- [Your objective] Convert the items below into a two-column CSV with the header "text,answer" and one row per item. Put each item's text and its answer in a single quoted field, replacing line breaks with spaces.

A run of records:
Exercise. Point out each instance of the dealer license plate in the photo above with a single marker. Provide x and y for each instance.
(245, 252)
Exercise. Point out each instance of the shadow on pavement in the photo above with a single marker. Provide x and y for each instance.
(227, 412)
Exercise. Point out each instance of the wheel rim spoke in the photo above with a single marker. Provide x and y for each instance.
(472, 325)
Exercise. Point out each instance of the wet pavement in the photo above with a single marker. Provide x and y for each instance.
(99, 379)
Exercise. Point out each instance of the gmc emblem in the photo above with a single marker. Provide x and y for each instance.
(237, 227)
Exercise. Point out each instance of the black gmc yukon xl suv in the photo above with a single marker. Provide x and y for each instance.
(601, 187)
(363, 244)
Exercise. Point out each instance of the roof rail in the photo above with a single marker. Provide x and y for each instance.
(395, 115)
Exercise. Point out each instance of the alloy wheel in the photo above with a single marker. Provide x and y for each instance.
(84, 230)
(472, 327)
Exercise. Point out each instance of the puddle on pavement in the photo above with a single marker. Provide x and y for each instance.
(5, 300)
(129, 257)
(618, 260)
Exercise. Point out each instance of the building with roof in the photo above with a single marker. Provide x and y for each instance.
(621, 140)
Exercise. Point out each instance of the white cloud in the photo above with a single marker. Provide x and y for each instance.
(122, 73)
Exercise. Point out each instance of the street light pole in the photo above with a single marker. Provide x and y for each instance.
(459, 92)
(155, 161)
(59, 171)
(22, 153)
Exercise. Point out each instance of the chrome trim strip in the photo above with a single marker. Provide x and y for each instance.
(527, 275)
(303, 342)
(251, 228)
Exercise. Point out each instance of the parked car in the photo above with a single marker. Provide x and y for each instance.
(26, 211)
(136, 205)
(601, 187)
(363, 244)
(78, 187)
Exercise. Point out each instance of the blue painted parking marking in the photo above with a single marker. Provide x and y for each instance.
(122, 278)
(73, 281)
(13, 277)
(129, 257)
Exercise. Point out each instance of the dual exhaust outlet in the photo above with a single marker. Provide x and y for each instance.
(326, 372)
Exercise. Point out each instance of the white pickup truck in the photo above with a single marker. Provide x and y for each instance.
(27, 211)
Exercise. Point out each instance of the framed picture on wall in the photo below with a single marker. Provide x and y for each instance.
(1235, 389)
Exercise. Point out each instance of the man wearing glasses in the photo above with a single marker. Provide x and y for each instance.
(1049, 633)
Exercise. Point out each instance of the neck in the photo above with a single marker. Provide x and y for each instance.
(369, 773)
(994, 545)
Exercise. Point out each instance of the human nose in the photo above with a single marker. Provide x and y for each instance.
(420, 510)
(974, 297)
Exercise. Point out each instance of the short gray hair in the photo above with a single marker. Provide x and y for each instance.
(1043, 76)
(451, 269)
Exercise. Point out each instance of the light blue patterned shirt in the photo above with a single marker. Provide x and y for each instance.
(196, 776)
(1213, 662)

- [Response]
text,answer
"Exercise. Point out each instance of the dealer license plate in the photo above with a single marker. Provide x and y for each instance.","(245, 252)"
"Exercise. Point out each instance of the shadow on pavement in the photo above with a single marker. Provide x and y for each instance.","(227, 412)"
"Exercise. Point out each instance of the wheel rim spoke in the photo above with a single marker. Provide x and y for each instance.","(472, 325)"
"Exercise. Point out each instance of the wet pavement in the photo above with a single marker. Provide x and y for each instance.","(99, 379)"
"Exercise. Point out each instance of the gmc emblem in the photo above with a single marker. Provide x and y for each instance.","(237, 227)"
"Exercise. Point out each instance of the black gmc yukon xl suv in the photo above with a single marker. Provide x and y for each instance.","(601, 187) (363, 244)"
"Exercise. Point out each instance of the roof rail in the photo above with a single marker. Provide x and y for each instance.","(395, 115)"
"Exercise. Point out each instance of the alloy wheel in the photo above with a single marker. Provide x and y for each instance.","(84, 230) (472, 327)"
"Exercise. Point out each instance of the puddle on pavement in the photo above with a single marker. Provide x and y for each instance.","(5, 300) (129, 257) (618, 260)"
"Exercise. Point out each instance of the building with roof in the photo above with a single marker. Provide x and y for each instance.","(621, 140)"
"Exercise. Point out each instance of the white cloud in the photo above with a single marker. Provide x and y for each instance.","(122, 73)"
"Exercise. Point out each instance of the street light pole in the photo above with a single marker. Provide x and y for each instance.","(459, 92) (155, 161) (59, 171) (22, 153)"
"Exercise. Point out each instance of the chrome trim strip in the photo above with a single marker. Provide x and y for each instance.","(527, 275) (303, 342) (251, 228)"
"Exercise. Point out each instance of the parked car in the photo above with a single marker. Provide x and y for each instance.","(26, 211) (136, 205) (601, 187) (363, 244) (78, 187)"
"Exercise. Point out each instance of the blue painted parking marking in the photo above with a single marker. Provide x and y for each instance.","(122, 278) (73, 281) (13, 277) (129, 257)"
"Exercise. Point out each instance of the dual exhaust outlet in the photo above with a single marker. Provide x and y for each instance.","(326, 372)"
"Exercise. Point out each instance of the white pickup truck in the photo above with a single marker. Provide x and y for each instance.","(27, 211)"
"Exercise. Point out each instance of the framed picture on wall in the photo below with a single marker. Provide x and y for each instance.","(1235, 389)"
"Exercise. Point out each instance of the man wearing glasses in the photo above with a single marker. Provide x and y for each instance.","(1049, 633)"
"Exercise. Point out each instance of the neck in the photo above with a single marker. Provide x and y for each instance.","(369, 773) (994, 545)"
"Exercise. Point out each instance of the human nose in the photo above with a single marker. Provide x and y for each instance.","(420, 510) (974, 297)"
"Exercise. Point out each instance of the short gray hair in the photo above with a single marker. Provide x and y for each instance.","(1043, 76) (451, 269)"
"Exercise. Point out each instance of the light blue patterned shirt in the photo above with a single marker. Provide x and y for each instance.","(196, 776) (1213, 662)"